▶ **AIM**
Copy out the part of the data below that starts with the line containing "Note to the class: locate the dense foliage" and ends with the line containing "<point>33,155</point>", including both of those lines, word for word. Omit the pictures from your answer.

▶ **Data on where objects are located**
====================

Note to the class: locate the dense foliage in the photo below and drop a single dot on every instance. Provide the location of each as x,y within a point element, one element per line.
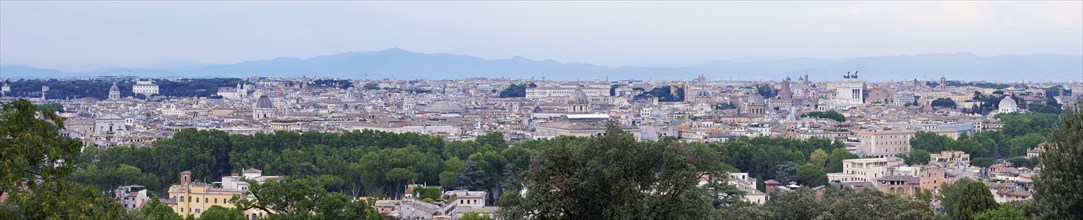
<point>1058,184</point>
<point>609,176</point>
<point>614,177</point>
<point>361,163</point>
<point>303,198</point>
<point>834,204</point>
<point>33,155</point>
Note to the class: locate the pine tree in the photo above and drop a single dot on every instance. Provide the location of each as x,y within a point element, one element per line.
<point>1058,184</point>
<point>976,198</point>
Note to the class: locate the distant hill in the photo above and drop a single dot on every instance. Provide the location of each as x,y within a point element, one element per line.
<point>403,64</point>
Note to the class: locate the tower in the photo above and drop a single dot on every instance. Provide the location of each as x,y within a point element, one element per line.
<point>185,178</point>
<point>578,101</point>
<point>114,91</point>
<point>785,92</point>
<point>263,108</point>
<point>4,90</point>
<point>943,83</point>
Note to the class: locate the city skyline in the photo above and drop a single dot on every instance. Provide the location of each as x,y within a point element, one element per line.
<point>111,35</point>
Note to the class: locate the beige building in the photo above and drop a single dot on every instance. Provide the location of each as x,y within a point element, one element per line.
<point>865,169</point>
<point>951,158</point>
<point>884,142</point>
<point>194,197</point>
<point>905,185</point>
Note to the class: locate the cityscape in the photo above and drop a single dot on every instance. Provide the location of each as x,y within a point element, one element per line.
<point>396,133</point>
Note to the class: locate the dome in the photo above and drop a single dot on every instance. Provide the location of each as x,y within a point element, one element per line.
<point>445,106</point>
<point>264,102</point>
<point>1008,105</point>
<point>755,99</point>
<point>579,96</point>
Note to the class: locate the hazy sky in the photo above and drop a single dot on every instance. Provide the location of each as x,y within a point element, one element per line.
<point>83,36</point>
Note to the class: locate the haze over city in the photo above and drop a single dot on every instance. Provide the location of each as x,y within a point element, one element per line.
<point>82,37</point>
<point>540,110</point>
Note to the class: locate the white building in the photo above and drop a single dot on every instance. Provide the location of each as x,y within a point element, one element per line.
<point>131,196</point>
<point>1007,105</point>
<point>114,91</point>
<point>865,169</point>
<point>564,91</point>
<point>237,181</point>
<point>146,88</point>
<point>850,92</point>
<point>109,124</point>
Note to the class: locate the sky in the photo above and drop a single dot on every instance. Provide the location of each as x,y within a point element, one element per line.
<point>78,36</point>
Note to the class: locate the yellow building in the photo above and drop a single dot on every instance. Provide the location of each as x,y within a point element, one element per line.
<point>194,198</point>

====================

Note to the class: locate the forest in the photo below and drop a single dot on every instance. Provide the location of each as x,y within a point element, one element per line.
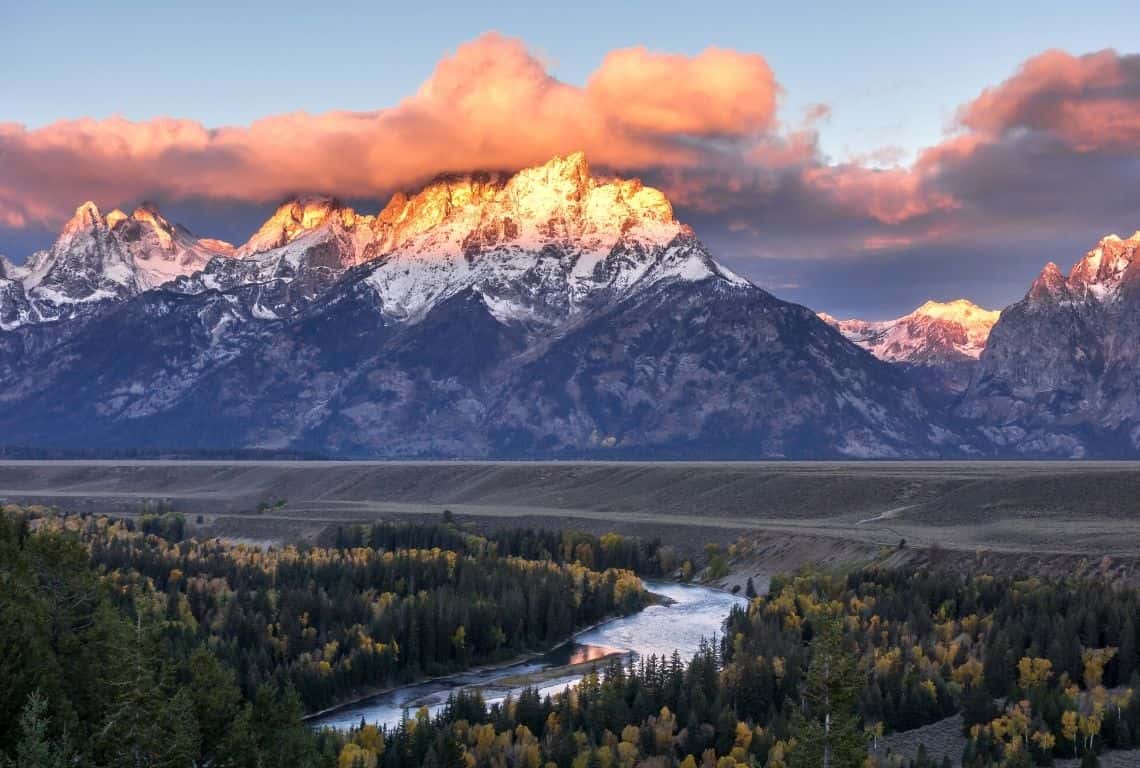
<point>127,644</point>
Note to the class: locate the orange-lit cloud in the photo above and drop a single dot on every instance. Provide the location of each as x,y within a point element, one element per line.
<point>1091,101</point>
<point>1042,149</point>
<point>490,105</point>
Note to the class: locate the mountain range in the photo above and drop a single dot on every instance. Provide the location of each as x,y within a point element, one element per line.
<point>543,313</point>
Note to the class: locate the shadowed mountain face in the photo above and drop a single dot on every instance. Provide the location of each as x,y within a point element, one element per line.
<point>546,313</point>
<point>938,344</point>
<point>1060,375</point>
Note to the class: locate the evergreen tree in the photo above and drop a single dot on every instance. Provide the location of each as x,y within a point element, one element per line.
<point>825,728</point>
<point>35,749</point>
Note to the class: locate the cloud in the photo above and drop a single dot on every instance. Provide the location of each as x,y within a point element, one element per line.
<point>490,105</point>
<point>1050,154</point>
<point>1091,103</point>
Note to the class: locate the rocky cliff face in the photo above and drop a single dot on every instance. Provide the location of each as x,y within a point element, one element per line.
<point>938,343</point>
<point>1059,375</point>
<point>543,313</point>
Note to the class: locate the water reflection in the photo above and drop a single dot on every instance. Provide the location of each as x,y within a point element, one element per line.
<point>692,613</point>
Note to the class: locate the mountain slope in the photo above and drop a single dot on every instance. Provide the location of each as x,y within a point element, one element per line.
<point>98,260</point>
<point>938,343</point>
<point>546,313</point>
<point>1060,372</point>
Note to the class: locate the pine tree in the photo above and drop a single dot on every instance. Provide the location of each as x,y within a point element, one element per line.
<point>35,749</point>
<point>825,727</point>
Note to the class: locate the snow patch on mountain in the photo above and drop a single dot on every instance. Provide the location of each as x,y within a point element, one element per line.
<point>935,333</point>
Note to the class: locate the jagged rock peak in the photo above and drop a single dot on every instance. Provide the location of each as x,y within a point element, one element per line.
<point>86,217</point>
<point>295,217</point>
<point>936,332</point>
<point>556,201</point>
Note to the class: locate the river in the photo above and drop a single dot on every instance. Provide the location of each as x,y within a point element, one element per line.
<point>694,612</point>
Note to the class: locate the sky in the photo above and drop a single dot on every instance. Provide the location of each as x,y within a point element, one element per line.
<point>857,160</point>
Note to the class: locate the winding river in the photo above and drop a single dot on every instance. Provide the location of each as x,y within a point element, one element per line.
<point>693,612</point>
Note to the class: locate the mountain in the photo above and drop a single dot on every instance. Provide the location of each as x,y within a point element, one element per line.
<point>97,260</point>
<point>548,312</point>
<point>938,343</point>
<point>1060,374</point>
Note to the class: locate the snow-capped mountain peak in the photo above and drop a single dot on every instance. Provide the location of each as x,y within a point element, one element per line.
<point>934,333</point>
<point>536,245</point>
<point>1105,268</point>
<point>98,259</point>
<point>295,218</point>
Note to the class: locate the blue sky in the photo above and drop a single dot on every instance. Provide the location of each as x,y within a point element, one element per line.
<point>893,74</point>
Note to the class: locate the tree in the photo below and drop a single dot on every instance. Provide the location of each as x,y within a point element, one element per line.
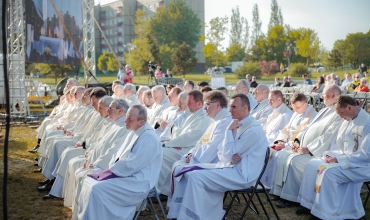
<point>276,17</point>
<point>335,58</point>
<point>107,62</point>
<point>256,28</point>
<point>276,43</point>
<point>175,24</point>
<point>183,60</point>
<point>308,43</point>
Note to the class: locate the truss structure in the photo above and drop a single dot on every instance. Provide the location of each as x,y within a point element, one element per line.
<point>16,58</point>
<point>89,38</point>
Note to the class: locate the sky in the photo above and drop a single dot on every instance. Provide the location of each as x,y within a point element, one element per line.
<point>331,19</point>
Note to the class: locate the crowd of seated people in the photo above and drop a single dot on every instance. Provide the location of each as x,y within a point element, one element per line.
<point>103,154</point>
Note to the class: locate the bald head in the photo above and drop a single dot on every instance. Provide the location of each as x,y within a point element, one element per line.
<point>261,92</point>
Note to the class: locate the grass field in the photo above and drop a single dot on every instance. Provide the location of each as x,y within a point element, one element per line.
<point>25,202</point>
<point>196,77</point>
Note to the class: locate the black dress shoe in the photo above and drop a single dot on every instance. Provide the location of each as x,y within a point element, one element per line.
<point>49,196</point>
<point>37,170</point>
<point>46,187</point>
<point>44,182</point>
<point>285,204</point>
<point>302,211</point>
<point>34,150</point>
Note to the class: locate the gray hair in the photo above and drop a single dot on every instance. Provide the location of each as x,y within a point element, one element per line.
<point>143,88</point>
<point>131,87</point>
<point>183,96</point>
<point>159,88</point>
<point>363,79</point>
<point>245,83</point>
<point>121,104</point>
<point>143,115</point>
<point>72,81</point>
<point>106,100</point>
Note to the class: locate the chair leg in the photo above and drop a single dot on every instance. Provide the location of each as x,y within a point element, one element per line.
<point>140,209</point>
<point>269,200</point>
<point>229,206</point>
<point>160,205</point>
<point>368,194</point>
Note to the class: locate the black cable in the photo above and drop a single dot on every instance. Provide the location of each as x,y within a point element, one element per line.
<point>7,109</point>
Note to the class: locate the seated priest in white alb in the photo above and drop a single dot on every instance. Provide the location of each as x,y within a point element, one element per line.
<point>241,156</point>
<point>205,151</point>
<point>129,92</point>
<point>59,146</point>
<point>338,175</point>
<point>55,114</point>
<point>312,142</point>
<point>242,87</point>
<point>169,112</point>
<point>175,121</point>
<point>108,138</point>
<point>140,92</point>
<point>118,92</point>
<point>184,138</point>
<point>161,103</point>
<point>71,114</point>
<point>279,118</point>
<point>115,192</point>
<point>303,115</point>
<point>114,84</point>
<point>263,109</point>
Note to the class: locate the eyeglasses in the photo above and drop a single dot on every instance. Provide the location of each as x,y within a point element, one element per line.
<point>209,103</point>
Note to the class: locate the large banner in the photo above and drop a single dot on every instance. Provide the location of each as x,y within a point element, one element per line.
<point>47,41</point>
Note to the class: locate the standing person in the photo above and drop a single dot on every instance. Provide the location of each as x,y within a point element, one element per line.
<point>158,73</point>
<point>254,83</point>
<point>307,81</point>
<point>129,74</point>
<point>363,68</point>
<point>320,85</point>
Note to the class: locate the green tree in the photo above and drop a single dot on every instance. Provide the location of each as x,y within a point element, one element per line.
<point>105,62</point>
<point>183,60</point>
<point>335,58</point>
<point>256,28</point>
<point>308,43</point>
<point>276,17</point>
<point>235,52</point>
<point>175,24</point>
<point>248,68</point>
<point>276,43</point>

====================

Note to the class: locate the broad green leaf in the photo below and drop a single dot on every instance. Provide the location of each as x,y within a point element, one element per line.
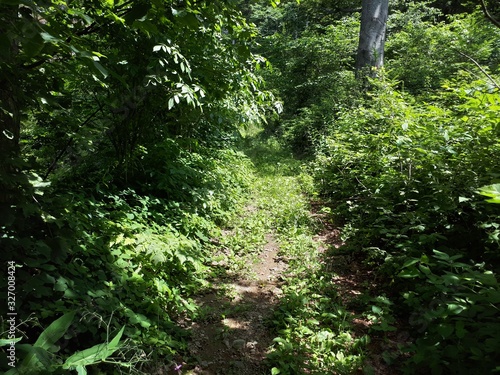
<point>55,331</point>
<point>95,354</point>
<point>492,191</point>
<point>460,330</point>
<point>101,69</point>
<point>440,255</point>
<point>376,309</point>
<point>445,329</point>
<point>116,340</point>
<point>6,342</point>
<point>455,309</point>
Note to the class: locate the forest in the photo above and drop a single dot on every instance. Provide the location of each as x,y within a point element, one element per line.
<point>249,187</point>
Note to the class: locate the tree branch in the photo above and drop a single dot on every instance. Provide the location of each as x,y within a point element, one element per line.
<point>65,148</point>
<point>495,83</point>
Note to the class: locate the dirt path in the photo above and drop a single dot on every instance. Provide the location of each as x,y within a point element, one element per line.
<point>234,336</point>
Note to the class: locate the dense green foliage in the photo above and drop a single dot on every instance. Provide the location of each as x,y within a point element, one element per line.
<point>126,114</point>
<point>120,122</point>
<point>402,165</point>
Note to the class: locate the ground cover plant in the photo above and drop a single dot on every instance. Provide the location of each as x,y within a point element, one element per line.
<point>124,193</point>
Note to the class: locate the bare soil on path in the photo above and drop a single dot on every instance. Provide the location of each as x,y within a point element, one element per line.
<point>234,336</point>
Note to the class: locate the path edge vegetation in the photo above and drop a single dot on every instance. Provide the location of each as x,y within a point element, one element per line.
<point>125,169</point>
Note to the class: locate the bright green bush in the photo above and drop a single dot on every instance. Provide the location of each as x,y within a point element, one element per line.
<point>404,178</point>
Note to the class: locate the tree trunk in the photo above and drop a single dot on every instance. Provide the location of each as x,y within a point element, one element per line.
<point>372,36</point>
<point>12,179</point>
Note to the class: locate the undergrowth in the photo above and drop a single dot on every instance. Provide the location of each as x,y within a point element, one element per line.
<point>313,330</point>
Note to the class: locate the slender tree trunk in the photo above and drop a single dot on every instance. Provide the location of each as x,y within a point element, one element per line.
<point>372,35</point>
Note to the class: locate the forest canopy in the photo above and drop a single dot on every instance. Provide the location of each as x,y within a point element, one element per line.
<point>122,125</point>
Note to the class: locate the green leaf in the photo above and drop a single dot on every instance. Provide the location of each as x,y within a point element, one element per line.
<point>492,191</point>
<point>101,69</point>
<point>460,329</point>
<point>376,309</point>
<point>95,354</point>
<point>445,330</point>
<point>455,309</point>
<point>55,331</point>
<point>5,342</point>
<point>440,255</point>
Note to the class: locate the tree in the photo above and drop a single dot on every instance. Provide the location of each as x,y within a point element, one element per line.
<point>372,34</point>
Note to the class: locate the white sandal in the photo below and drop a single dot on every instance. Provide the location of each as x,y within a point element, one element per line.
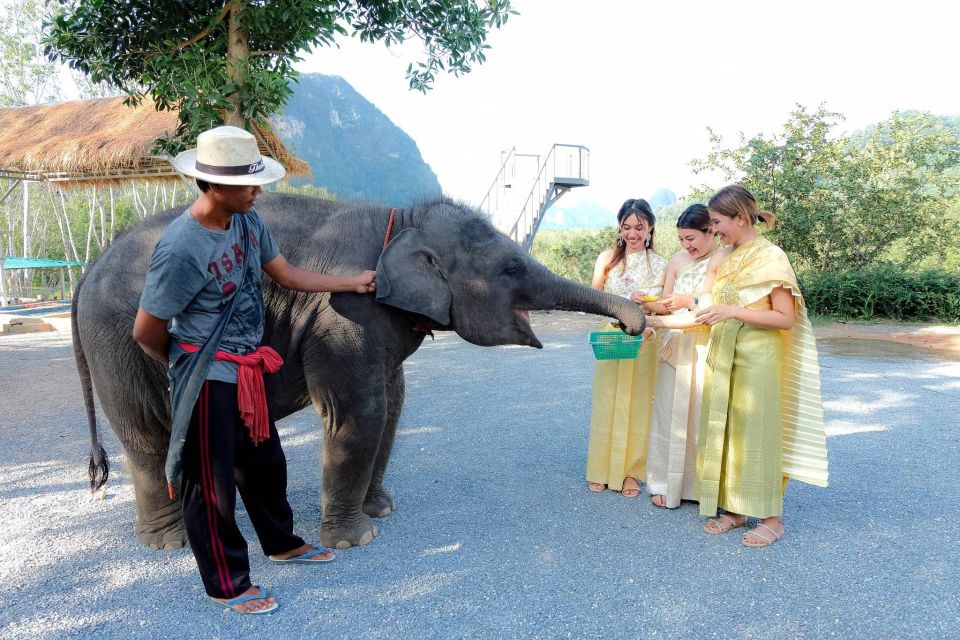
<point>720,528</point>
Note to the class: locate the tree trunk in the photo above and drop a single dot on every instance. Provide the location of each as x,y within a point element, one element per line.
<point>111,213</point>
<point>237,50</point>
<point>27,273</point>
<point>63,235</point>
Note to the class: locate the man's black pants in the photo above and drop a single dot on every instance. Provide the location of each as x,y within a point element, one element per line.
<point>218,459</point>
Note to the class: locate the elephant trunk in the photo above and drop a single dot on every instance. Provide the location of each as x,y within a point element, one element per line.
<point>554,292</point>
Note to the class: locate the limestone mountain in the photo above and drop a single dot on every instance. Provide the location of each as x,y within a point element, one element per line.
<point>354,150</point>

====================

▶ **ANSWER TO THIS TASK**
Note to the class: locate the dense foliage in the photo below and drop a single dot on every instance. Provide the location of each as x,y within a point element, one element per line.
<point>1058,184</point>
<point>609,176</point>
<point>614,177</point>
<point>361,163</point>
<point>303,198</point>
<point>834,204</point>
<point>33,155</point>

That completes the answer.